Supplied text section start

Homeless men and women weathered by the elements and carrying bags and backpacks are getting a chance to tell their side of the story in federal court about how the city of Sacramento treats them.
In a highly unusual case that focuses on their nightly searches for places to sleep, the city's down and out are pitted against city police who are charged with enforcing a local ordinance prohibiting camping in undesignated areas for more than 24 hours at a time.
The civil class action, brought on behalf of all homeless people in Sacramento who have lost tents, blankets, photographs and other personal property in police sweeps since 2005, is one of few cases of its kind in the nation, attorneys said.
"This is going to be a full education" on the struggles that homeless people face daily, plaintiffs attorney Mark Merin promised the U.S. District Court jury in opening statements on Monday. Chief among those struggles, he said, is "trying to hang onto your property when you are living outdoors."
Merin argues that the city has violated the constitutional rights of homeless people in its "policy and practice" of seizing their belongings without proper notification, discarding it as trash, and failing to tell them how it might be retrieved.
As many as 20 current or former homeless people will testify about their experiences with police sweeps, he said.
On the other side, Senior Deputy City Attorney Chance Trimm told jurors that the city has an obligation to enforce the law and respond to complaints about camping. Once people leave a tent city, Trimm said, "somebody has got to clean up" what is left behind, some of which is "pretty darned disgusting."
At times, Trimm said, it is unclear "what is usable property, and what is junk that no one wants."
The city has violated no constitutional rights, said Trimm, and treats the homeless and their property no differently than other citizens. Policies "are applied equally to everyone," he said.

Supplied text section end
Given data section start

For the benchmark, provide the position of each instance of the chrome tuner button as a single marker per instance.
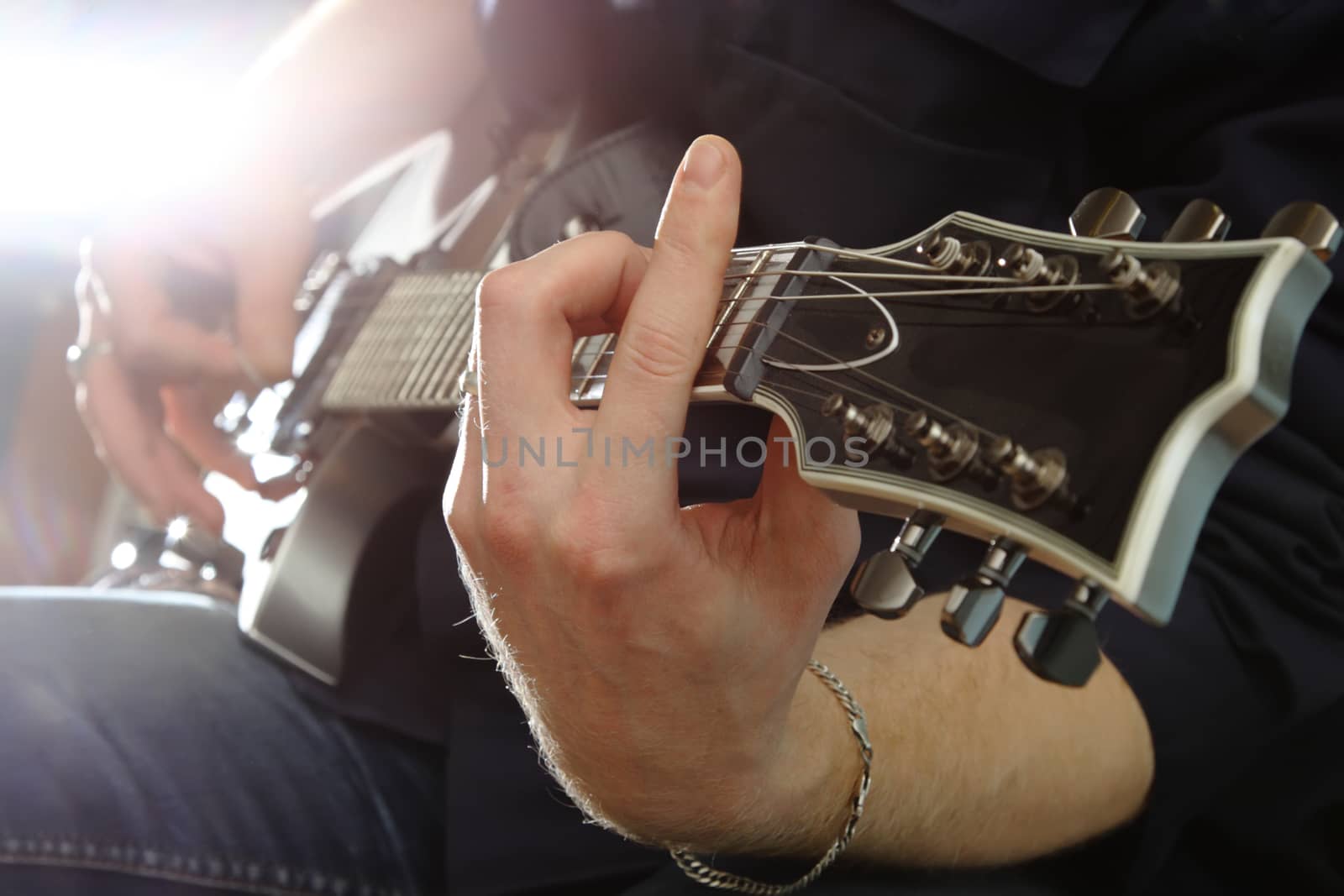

Given data section end

> [Problem statement]:
Copy the part of the Sacramento homeless lawsuit article from "Homeless men and" up to and including "hours at a time.", word for word.

> [Exercise result]:
Homeless men and women weathered by the elements and carrying bags and backpacks are getting a chance to tell their side of the story in federal court about how the city of Sacramento treats them.
In a highly unusual case that focuses on their nightly searches for places to sleep, the city's down and out are pitted against city police who are charged with enforcing a local ordinance prohibiting camping in undesignated areas for more than 24 hours at a time.